▶ **DATA LISTING**:
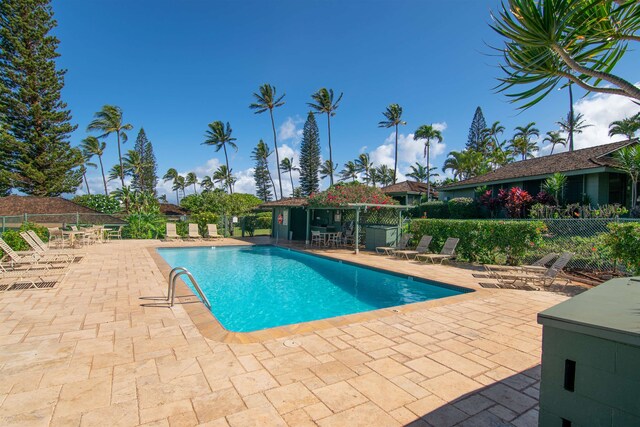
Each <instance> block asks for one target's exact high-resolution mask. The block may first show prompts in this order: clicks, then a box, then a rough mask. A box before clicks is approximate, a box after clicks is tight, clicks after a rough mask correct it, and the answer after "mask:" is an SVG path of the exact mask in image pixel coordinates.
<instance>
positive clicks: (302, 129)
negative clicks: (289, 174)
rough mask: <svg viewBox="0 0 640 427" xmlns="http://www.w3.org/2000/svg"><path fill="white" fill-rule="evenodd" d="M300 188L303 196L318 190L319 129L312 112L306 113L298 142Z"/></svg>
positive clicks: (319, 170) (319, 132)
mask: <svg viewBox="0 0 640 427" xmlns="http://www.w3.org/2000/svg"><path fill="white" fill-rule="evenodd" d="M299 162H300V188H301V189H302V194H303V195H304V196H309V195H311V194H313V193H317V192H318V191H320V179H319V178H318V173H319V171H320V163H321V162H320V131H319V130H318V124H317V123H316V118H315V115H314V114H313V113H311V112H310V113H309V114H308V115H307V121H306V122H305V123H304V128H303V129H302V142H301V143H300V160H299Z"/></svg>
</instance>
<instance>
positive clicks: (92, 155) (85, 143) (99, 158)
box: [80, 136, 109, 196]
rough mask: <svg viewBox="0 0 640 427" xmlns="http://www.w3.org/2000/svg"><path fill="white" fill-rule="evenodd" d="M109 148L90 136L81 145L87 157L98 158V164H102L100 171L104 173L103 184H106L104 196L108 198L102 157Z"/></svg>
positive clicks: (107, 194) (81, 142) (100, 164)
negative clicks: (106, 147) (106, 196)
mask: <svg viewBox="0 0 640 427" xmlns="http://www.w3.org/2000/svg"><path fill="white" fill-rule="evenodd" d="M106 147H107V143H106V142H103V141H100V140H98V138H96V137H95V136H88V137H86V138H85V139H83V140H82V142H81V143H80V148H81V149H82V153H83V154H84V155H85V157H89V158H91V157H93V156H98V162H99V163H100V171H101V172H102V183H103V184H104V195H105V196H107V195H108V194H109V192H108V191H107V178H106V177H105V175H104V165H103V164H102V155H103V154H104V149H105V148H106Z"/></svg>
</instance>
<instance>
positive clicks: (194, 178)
...
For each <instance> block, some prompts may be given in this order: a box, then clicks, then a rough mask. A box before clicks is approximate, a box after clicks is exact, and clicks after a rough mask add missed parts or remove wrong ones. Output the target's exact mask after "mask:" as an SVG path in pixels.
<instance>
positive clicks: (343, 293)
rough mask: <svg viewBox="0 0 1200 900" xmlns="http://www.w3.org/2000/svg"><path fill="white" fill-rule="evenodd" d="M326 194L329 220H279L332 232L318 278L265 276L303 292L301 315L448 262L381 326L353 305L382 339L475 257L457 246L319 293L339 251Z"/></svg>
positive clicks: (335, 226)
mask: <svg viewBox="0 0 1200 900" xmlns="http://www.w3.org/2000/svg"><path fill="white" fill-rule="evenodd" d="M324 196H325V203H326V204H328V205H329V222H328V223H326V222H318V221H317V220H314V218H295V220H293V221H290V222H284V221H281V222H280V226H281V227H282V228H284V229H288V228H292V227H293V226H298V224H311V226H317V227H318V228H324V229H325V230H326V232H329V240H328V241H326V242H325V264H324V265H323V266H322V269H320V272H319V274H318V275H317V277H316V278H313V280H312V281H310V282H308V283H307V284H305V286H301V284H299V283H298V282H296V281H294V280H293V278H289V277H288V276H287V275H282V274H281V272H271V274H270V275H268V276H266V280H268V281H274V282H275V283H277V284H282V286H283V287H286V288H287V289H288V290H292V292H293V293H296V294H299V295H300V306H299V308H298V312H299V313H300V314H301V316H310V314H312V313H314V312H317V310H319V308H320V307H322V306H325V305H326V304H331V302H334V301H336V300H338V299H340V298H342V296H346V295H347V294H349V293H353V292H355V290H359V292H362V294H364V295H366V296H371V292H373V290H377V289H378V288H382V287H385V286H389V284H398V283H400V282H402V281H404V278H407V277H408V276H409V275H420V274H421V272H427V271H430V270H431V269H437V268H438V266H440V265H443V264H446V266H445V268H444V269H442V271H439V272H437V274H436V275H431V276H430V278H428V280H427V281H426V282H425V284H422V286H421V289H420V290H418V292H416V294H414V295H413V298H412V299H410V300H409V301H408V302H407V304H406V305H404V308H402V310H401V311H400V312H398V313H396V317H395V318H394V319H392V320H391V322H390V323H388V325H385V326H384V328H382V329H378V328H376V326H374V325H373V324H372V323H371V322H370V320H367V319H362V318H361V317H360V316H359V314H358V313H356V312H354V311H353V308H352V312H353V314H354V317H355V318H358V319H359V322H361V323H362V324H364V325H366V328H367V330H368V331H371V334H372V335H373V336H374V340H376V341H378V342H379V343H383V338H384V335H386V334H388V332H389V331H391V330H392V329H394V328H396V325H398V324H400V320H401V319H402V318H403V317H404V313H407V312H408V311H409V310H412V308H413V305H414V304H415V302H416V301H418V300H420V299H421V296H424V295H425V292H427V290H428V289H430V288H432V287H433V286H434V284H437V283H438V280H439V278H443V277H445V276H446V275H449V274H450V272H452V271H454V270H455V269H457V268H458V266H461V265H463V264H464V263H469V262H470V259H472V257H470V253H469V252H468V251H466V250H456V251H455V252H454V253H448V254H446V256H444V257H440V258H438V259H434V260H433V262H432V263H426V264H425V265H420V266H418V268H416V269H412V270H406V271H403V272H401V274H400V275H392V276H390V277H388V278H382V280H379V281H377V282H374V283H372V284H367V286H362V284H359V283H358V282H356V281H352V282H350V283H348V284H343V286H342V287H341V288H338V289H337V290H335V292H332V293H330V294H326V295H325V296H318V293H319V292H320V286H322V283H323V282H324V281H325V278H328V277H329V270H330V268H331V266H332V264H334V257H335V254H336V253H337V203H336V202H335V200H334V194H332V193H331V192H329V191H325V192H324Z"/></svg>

▶ **TASK**: From the records above, report the number of lines that hold the string "then" and add nothing.

▶ **WRITTEN SOLUTION**: 2